◆ Complete the following:
1. Summarize the iota2 neural network documentation below in two sentences.
2. In the iota2 neural network documentation below, what base class must every neural network inherit from?
3. Write the next section of the iota2 neural network documentation below, picking up after its final sentence.

◆ Text excerpt:
In some cases, data may contain NaN values. These specific values can cause the neural network to crash. Iota2 offers the possibility to impute such values using self.nans_imputation(x, mean, self.default_mean). The method replaces NaNs (in x) with consistent values (ie: using the empirical mean value of the corresponding feature). Please note that the x shape is (batch_size, nb_dates, nb_components) and mean shape is (nb_dates * nb_components).

In some conditions, empirical statistic values can also contain NaNs values. That’s why self.nans_imputation() and self.standardize() accepts default values to replace NaNs in the statistics vector.

The following code block shows how to perform imputations and standardization

def _forward(self, x):

    mean = self._stats["sentinel2"]["mean"]
    x = self.nans_imputation(x, mean, self.default_mean)
    std = torch.sqrt(self._stats["sentinel2"]["var"])
    x = self.standardize(x, mean, std, self.default_mean, self.default_std)

    x = F.relu(x)
    x = F.relu(self.bnhidden2(self.hidden1(x)))
    x = F.relu(self.bnout(self.hidden2(x)))
    x = self.output(x)
    return x

About neural network definition

The neural model and iota2 interact at two points: when the model is instantiated and when iota2 feeds the model with data. These two interactions involve calling the __init__() method and the forward method of the neural network object respectively. In order for these interactions to proceed correctly, a formalism must be defined. This section details the expected signatures for these 2 methods.

Constructor parameters

Iota2 will automatically pass a series of parameters to the networks when they are instantiated, so they must exist in the constructor. As a minimum, all neural networks must have 5 parameters in their initialisation method: nb_class, sensors_information, doy_sensors_dic, default_std and default_mean as follows :

class MyNeuralNetwork(Iota2NeuralNetwork):
"""MyNeuralNetwork class definition."""

    def __init__(
        self,
        nb_class: int,
        sensors_information: dict,
        doy_sensors_dic: Optional[dict] = None,
        default_std: int = 1,
        default_mean: int = 0,
    ):

Note

Every neural network must inherit from Iota2NeuralNetwork base class.

nb_class

is an integer representing the number of class.

sensors_information

is a dictionnary where each key is a sensor’s name and the value is a dictionnary of two keys nb_components and nb_dates which allow users to know how many features per dates exists (total number of sensor’s features = nb_components x nb_dates).

doy_sensors_dic

is an OrderedDict where each key is a sensor’s name and the value is a dictionnary of two keys doy and features_per_dates. features_per_dates is currently redondant with the nb_components keys of sensors_information dictionnary.

default_std and default_mean

Are used as substituion values in standardization computation : x = (features - mean) / std if mean or std are NaNs.

◆ Information provided:
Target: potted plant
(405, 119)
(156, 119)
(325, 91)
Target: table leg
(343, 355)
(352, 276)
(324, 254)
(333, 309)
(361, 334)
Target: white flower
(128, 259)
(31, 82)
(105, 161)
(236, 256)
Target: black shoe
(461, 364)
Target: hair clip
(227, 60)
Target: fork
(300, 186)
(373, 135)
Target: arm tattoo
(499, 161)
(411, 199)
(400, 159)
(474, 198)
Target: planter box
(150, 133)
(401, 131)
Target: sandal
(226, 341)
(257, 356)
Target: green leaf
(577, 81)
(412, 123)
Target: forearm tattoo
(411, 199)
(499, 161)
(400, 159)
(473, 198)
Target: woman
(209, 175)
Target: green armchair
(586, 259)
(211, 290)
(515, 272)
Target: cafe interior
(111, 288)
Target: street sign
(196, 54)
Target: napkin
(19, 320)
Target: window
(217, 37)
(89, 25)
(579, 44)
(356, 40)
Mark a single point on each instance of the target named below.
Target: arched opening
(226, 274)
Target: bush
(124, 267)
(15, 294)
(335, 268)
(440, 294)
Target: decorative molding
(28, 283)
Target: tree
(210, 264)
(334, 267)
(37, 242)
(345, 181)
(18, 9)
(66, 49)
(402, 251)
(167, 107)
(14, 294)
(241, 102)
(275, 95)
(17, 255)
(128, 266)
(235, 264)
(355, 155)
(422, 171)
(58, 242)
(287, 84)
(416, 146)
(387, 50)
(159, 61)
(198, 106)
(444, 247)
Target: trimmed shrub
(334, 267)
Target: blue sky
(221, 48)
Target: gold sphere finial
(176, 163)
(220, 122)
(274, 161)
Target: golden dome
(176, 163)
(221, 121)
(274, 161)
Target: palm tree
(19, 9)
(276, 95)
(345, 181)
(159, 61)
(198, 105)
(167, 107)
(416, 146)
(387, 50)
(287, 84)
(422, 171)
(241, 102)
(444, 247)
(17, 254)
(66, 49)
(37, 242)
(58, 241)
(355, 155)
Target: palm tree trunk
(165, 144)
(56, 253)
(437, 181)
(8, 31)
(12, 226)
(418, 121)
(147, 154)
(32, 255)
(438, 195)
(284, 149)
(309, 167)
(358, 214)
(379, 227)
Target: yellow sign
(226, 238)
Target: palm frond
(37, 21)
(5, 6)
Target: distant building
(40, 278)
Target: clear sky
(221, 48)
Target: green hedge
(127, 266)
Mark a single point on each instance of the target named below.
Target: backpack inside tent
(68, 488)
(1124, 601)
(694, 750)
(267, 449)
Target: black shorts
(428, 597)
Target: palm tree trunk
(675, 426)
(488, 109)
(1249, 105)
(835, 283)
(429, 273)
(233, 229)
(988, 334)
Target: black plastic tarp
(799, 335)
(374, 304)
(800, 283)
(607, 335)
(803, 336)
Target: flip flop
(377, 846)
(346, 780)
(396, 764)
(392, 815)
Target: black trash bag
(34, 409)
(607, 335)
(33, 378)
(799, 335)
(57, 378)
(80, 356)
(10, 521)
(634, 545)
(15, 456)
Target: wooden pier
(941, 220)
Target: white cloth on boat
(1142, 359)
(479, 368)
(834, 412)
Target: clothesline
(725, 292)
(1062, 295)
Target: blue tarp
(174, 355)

◆ Answers provided:
1. Iota2 can replace NaN values in the input data and in the empirical statistics with consistent or default values, through its nans_imputation() and standardize() methods, so that the neural network does not crash. Every network must inherit from the Iota2NeuralNetwork base class, and its constructor must accept at least nb_class, sensors_information, doy_sensors_dic, default_std and default_mean, which iota2 passes when it instantiates the model.

2. Iota2NeuralNetwork.

3.
Forward definition

It is via the forward method that iota2 will provide the network with data. The choice has been made to separate the data by sensor, so the forward method will have to contain a dedicated parameter for each activated sensor. A possible definition of the forward method could be as follows, if all the sensors in iota2 are used.

class MyNeuralNetwork(Iota2NeuralNetwork):
"""MyNeuralNetwork class definition."""

    def forward(
        self,
        sentinel1_desvv=None,
        sentinel1_desvh=None,
        sentinel1_ascvv=None,
        sentinel1_ascvh=None,
        sentinel2=None,
        sentinel2s2c=None,
        sentinel2l3a=None,
        landsat8=None,
        landsat8old=None,
        landsat5old=None
):

It is also possible to feed the forward with exogenous data already written to disk userfeatures or with external features calculated in a python module. In the case of userfeatures, a new parameter per userfeature must be added to the forward. External features are more versatile, allowing you to add primitives to an existing sensor, or create new temporal or non-temporal primitives. These different possibilities are illustrated in the next section using examples.

For the examples, we will use Sentinel-2 data, 13 features (10 spectral bands + NDVI + NDWI + Brightness) and 3 dates.

Sentinel-2

Let’s start with a classic example: using Sentinel-2 data alone: 13 primitives and 3 dates.

The forward can simply be written as

class MyNeuralNetwork(Iota2NeuralNetwork):
"""MyNeuralNetwork class definition."""
    ...
    def forward(
        self,
        sentinel2
    ):

In this case, the sentinel2 tensor will have the shape (B, 3, 13) where B is the size of the data batch.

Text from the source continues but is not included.